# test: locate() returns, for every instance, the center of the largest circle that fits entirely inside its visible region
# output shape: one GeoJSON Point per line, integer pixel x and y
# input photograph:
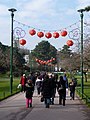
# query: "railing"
{"type": "Point", "coordinates": [86, 97]}
{"type": "Point", "coordinates": [6, 94]}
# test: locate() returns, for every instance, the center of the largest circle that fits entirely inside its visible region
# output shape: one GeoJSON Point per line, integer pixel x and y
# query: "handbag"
{"type": "Point", "coordinates": [42, 99]}
{"type": "Point", "coordinates": [60, 88]}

* * * * * * *

● Work to be completed
Put these records into a two-column CSV with the columns "prompt" and "completion", one row per record: the record's text under "prompt" and its answer under "completion", each in a single quoted field with line breaks replaced by spaces. Cover every record and leave the pictures out.

● Reply to the exercise
prompt,completion
"# test: locate() returns, for every instance, the center of the largest circle that fits entirely inside its visible region # output shape: one GeoJSON Point per line, integer pixel x and y # input photograph: # query: ""railing""","{""type"": ""Point"", ""coordinates"": [86, 97]} {""type"": ""Point"", ""coordinates"": [6, 94]}"
"# test: locate() returns, for every instance, the center of the largest circle that fits entirely inside its visible region # output shape: one GeoJSON Point per line, integer pixel x and y # query: ""handbag""","{""type"": ""Point"", ""coordinates"": [42, 99]} {""type"": ""Point"", ""coordinates"": [60, 88]}"